收藏条目 >>
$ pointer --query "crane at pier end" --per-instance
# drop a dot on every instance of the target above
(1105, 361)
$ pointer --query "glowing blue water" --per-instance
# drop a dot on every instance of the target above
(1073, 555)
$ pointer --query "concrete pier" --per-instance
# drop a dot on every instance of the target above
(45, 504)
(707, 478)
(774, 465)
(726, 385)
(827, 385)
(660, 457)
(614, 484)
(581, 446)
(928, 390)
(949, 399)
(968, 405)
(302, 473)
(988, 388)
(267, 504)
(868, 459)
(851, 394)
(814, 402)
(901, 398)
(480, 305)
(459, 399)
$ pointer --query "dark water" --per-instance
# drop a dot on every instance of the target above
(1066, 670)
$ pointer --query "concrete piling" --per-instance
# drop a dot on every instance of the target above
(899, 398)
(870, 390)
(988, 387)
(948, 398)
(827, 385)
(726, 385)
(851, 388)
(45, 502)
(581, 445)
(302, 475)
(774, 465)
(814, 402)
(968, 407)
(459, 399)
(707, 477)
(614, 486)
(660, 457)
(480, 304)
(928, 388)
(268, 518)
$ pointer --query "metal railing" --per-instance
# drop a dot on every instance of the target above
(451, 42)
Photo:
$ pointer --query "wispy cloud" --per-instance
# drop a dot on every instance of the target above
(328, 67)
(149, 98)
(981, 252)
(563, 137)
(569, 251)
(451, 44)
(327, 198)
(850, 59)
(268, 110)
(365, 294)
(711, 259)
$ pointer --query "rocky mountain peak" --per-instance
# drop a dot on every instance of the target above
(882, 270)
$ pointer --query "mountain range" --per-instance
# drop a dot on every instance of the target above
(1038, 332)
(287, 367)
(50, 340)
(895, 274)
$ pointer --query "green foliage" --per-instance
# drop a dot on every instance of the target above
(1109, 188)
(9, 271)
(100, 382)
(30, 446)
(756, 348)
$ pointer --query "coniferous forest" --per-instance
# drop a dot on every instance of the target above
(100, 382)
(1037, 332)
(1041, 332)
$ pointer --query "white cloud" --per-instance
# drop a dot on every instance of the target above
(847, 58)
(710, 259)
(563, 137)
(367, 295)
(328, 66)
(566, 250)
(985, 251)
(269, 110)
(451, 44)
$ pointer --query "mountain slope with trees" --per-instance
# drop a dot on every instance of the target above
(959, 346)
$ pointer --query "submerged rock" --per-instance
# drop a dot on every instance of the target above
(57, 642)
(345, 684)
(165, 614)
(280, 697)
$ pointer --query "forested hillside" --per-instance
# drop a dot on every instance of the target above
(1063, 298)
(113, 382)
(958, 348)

练习说明 >> 更新上面的清单：把其中的“pointer”全部换成“marker”，其余内容一律不动，然后重新写出整份清单。

结果 >>
$ marker --query "crane at pier end" --per-instance
# drop a dot on every instance of the target above
(1105, 361)
$ marker --query "glowing blue water" --per-instance
# drop a dot on every instance of the target above
(1073, 555)
$ marker --query "concrete pier" --per-instance
# drop a dot on every instance of the target above
(45, 504)
(707, 478)
(774, 465)
(726, 385)
(827, 385)
(660, 457)
(614, 484)
(581, 446)
(928, 390)
(949, 399)
(968, 405)
(302, 473)
(988, 388)
(267, 504)
(868, 459)
(851, 394)
(814, 402)
(901, 398)
(480, 305)
(459, 399)
$ marker --query "dark water" --per-instance
# drop a dot on every instance of the target above
(1066, 670)
$ marker --query "concrete piling" --per-instance
# drop a dot on every instance of the target above
(899, 398)
(870, 390)
(988, 387)
(948, 398)
(827, 385)
(726, 385)
(851, 388)
(45, 502)
(581, 445)
(302, 475)
(774, 465)
(814, 402)
(968, 407)
(459, 399)
(707, 477)
(614, 486)
(660, 457)
(480, 304)
(928, 388)
(268, 518)
$ marker --query "metal railing" --per-instance
# drop a dot on every instance of the target above
(451, 42)
Photo:
$ marker --query "wispy cloud" --per-instance
# drop a dot on every instance of the target above
(328, 67)
(149, 98)
(981, 252)
(563, 137)
(569, 251)
(451, 44)
(327, 198)
(850, 59)
(268, 110)
(365, 294)
(711, 259)
$ marker --query "rocky mountain peak" --per-instance
# drop a dot on every instance of the target above
(882, 270)
$ marker --query "mountain range" --per-instance
# drop a dot on every instance of the target above
(1038, 332)
(287, 367)
(50, 340)
(895, 274)
$ marker --query "green foliage" --per-instance
# drop a dot on every instance of the target above
(1109, 188)
(9, 271)
(100, 382)
(30, 446)
(756, 348)
$ marker --query "coniferous forest" --per-instance
# drop a dot on every instance of the target above
(100, 382)
(1037, 332)
(1041, 332)
$ marker --query "white cloud" --per-instance
# drop a dot on every instance of the target above
(847, 58)
(710, 259)
(563, 137)
(367, 295)
(328, 66)
(566, 250)
(985, 251)
(269, 110)
(451, 44)
$ marker --query "mountain slope with trees" --per-instance
# drop a dot on every instance of the target above
(959, 346)
$ marker --query "submerged rock" --per-instance
# drop a dot on every instance of the target above
(57, 642)
(345, 684)
(165, 614)
(280, 697)
$ marker --query "forested hillside" --per-instance
# drop a dot on every instance of the target above
(1063, 298)
(113, 382)
(958, 348)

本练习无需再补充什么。